Given exercise: Repeat exactly, and only, the lines from the one holding "the white patio" through the last line of the records below.

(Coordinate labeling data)
# # # # # # #

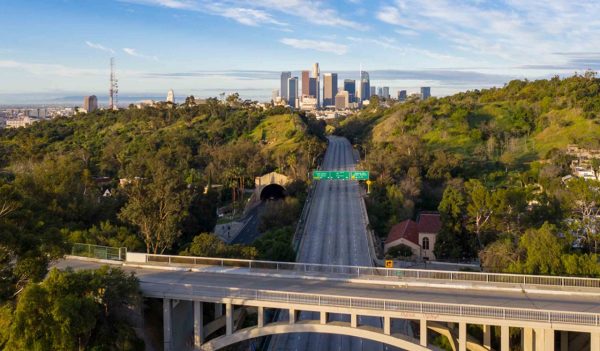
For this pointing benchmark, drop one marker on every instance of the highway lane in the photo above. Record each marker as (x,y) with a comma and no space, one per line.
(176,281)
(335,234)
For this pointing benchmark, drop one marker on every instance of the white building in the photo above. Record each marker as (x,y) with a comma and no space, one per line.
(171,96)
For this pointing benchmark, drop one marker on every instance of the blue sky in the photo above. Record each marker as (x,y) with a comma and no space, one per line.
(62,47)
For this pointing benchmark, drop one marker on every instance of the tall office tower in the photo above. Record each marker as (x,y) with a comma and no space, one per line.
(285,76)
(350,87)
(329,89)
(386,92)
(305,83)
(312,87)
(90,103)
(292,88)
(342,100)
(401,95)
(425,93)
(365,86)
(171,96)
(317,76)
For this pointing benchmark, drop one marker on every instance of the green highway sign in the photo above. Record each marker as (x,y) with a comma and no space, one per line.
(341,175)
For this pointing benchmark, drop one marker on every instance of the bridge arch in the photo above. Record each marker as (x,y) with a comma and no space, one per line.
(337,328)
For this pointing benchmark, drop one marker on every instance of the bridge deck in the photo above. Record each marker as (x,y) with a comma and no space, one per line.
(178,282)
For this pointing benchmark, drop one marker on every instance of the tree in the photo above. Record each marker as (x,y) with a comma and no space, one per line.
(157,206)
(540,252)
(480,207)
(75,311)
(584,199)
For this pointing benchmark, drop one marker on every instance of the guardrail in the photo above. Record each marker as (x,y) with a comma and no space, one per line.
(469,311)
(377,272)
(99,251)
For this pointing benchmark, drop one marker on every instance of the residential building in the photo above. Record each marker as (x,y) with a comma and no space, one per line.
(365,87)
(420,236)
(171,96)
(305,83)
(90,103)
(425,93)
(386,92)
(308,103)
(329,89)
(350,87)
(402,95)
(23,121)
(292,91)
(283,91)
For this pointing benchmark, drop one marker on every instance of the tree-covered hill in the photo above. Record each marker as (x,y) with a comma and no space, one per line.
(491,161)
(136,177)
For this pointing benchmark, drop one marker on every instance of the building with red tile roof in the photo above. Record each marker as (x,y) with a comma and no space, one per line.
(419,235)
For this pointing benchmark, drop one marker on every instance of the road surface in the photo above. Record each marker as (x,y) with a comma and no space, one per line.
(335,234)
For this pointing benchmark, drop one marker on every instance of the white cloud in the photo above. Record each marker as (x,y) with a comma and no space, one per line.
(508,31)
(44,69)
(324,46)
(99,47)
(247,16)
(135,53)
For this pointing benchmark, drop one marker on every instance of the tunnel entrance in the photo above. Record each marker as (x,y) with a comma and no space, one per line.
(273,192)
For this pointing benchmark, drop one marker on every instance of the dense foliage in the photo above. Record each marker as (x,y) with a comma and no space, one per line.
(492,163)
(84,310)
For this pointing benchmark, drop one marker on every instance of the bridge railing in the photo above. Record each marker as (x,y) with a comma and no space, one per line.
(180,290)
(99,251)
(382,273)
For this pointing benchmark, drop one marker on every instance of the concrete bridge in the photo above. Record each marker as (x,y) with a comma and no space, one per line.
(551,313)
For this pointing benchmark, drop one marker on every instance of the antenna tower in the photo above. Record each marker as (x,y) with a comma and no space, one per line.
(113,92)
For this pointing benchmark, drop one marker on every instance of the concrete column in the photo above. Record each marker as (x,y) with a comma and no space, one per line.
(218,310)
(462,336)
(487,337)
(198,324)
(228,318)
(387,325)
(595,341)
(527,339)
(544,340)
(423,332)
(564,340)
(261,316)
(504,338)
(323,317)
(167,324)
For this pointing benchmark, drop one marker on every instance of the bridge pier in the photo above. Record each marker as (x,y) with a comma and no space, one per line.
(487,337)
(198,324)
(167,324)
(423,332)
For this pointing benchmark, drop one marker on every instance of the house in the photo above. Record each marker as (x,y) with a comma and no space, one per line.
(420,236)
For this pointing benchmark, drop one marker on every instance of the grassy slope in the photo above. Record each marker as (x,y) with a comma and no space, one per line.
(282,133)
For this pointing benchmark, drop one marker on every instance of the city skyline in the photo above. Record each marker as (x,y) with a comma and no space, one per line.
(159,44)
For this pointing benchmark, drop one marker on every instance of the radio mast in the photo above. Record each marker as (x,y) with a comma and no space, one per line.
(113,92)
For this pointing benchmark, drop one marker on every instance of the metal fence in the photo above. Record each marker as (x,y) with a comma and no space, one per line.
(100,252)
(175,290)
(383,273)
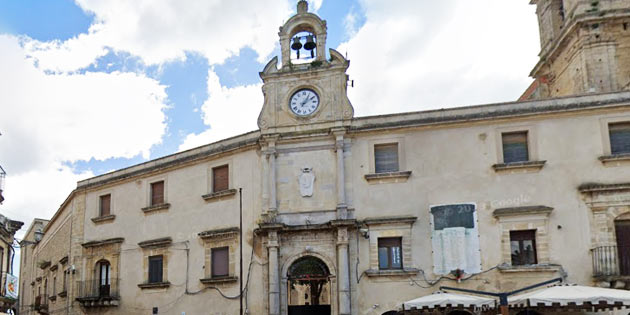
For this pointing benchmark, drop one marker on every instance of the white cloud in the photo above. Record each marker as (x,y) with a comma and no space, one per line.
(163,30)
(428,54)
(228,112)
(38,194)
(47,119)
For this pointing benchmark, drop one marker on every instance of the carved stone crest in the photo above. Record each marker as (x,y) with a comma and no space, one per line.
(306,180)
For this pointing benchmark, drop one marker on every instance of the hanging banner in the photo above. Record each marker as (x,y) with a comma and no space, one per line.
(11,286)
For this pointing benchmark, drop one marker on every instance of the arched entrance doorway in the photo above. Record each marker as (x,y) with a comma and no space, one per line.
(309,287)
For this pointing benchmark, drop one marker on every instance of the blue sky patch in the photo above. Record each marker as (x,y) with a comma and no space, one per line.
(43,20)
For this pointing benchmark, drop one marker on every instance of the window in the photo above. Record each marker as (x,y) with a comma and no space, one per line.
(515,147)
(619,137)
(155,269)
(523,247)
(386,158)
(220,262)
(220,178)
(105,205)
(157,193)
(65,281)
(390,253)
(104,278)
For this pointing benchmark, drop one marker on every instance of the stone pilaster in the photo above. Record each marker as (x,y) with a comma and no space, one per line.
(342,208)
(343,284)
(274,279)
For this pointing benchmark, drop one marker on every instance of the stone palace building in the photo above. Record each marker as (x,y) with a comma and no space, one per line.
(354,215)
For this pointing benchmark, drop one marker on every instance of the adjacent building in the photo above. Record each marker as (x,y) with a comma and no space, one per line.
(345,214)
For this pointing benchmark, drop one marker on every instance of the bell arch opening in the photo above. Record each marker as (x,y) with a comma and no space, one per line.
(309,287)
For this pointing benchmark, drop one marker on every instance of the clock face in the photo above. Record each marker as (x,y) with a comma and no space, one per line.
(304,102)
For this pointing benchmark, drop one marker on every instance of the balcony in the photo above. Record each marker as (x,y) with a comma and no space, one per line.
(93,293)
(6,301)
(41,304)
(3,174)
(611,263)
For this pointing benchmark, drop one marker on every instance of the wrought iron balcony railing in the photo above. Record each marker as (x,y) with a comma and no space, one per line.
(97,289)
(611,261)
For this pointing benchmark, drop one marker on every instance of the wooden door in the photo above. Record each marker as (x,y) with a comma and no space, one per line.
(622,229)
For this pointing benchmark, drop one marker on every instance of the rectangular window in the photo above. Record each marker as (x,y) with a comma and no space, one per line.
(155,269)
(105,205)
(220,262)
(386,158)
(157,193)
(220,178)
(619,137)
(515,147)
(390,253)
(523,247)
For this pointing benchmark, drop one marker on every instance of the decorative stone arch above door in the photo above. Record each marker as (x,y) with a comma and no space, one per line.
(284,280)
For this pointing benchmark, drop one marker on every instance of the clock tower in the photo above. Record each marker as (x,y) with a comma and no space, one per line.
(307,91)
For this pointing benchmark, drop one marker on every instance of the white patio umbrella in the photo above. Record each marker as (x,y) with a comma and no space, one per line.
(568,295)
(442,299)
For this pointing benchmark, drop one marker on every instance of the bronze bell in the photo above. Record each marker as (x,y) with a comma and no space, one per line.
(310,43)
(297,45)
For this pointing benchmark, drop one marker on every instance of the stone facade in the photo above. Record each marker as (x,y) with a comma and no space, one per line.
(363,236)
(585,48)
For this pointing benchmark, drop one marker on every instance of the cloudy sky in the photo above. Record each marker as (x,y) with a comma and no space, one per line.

# # # # # # #

Reply to the exercise:
For this pointing benchmark, drop one marker on every instance of the white patio umbrella in the photo above. Record each marker as (x,y) with a comma and no space, one per line.
(568,295)
(442,299)
For this pointing benchmark, drop one marker on every instance of the bronze bell in the photo above. Record each marker as (x,y) with a comma and no space, one per line.
(310,43)
(297,45)
For this pointing benchmark, drop one marker on every instance of the stone facade in the photo above. Record each marker as (x,y) with a comma and no space, one per line.
(363,236)
(585,48)
For this pointing benchmark, drop one marker on every instance of the cloudy sky in the photo above. Record each marker as (x,y) with a comma and no space, one per line.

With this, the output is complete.